What you should do —
Repeat every one of the lines below word for word, with no changes.

Stored data entries
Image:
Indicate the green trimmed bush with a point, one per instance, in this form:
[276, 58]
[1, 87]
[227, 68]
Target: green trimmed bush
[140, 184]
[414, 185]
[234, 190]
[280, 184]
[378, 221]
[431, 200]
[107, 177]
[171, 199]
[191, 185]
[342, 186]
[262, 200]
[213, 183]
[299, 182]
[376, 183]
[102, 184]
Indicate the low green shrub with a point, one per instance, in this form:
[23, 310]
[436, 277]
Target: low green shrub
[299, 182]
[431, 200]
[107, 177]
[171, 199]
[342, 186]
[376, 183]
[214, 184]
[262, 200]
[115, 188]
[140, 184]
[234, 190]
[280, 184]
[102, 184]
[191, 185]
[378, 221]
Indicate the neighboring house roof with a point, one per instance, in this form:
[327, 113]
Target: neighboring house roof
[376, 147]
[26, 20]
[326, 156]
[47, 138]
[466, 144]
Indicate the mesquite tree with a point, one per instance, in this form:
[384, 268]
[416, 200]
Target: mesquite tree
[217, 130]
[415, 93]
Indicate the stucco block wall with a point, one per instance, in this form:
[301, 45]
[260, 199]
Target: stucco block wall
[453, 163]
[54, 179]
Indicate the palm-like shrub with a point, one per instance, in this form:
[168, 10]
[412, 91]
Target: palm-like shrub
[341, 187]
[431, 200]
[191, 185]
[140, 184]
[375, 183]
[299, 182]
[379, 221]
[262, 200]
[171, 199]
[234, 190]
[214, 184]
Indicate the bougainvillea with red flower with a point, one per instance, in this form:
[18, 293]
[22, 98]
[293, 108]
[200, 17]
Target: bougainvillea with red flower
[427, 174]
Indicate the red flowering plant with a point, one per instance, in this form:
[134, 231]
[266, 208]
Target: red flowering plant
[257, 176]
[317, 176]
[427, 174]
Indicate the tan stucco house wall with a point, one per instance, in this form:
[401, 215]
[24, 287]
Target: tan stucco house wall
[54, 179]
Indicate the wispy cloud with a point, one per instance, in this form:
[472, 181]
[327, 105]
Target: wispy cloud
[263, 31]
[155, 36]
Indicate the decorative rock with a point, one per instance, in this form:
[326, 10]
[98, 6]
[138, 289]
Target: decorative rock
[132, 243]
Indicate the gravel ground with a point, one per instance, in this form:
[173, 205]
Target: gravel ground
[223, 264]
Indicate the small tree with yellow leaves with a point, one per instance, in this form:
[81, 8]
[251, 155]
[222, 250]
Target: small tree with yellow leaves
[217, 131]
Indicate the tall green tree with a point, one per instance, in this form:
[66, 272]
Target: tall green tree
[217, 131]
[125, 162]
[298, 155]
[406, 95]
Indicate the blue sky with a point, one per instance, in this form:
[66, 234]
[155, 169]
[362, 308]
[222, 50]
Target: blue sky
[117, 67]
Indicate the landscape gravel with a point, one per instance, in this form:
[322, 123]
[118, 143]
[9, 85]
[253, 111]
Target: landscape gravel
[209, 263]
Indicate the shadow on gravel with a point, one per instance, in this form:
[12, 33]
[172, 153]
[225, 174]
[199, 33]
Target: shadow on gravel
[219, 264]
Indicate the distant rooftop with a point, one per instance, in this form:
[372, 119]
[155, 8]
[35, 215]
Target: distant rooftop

Solution for this exercise —
Image:
Indicate the green trimmed bush with a point, one per instance, in this form:
[276, 58]
[1, 87]
[227, 68]
Target: green trimmed bush
[140, 184]
[414, 185]
[234, 190]
[280, 184]
[378, 221]
[431, 200]
[107, 177]
[171, 199]
[191, 185]
[342, 186]
[262, 200]
[213, 183]
[299, 182]
[376, 183]
[102, 184]
Indicate the low green shrub with a point, one per instance, in this form:
[23, 310]
[436, 277]
Target: low green shrub
[299, 182]
[431, 200]
[107, 177]
[171, 199]
[342, 186]
[376, 183]
[214, 184]
[262, 200]
[115, 188]
[140, 184]
[234, 190]
[280, 184]
[102, 184]
[191, 185]
[378, 221]
Indicate the neighboring house roof with a point, one per instance, in this form:
[327, 113]
Target: neighboring house roof
[376, 147]
[26, 20]
[326, 156]
[47, 138]
[466, 144]
Indicate the mesquite tree with a point, one per instance, in this form:
[384, 268]
[416, 200]
Target: mesquite tree
[217, 130]
[415, 93]
Indicate the stucco block wall with a point, one per instance, in this form:
[301, 45]
[260, 199]
Target: stucco block wall
[453, 163]
[54, 179]
Indicate the palm-like shrub with a point, one per instance, in this form:
[168, 10]
[412, 91]
Target: palm-like shrub
[341, 187]
[431, 200]
[191, 185]
[140, 184]
[375, 183]
[299, 182]
[379, 221]
[262, 200]
[171, 199]
[234, 190]
[214, 184]
Indicate the bougainvillea with red flower with a point, one per instance, in this form:
[18, 293]
[22, 98]
[293, 108]
[200, 17]
Target: bougainvillea with red flower
[427, 174]
Indicate the red flowering plant with a point, one per instance, in this form:
[134, 231]
[266, 208]
Target: red flowering plant
[257, 176]
[317, 176]
[427, 174]
Indicate the tan stucco house wall with a point, one per instance, in this form:
[401, 215]
[24, 287]
Target: tan stucco house wall
[54, 179]
Indicate the wispy cloud with a point, one per instance, in this form:
[472, 181]
[327, 105]
Target: wispy cloud
[263, 31]
[155, 36]
Indicate the decorative rock with a point, one per instance, in this form:
[326, 10]
[98, 6]
[138, 289]
Target: decorative rock
[132, 243]
Indicate the gravel ground with a point, one per instance, in this form:
[173, 205]
Target: gravel ground
[223, 264]
Indicate the small tree with yellow leaves with a point, one per instance, in this form:
[81, 8]
[251, 155]
[222, 250]
Target: small tree with yellow leaves
[217, 131]
Indicate the tall green tree with a point, one per instance, in this form:
[66, 272]
Target: tall green tree
[217, 131]
[125, 162]
[298, 155]
[406, 95]
Indicate the blue sky with a point, one per instance, in this form:
[66, 234]
[155, 169]
[362, 308]
[222, 50]
Target: blue sky
[117, 67]
Indicate the landscape gravel with a point, one per instance, in this form:
[322, 123]
[118, 143]
[9, 85]
[253, 111]
Target: landscape gravel
[209, 263]
Indicate the shadow on gravel with a point, one per instance, in this form:
[12, 33]
[172, 153]
[225, 174]
[199, 33]
Target: shadow on gravel
[219, 264]
Indicate the distant rooftop with a point, one per instance, in this form:
[372, 119]
[155, 8]
[35, 215]
Target: distant rooftop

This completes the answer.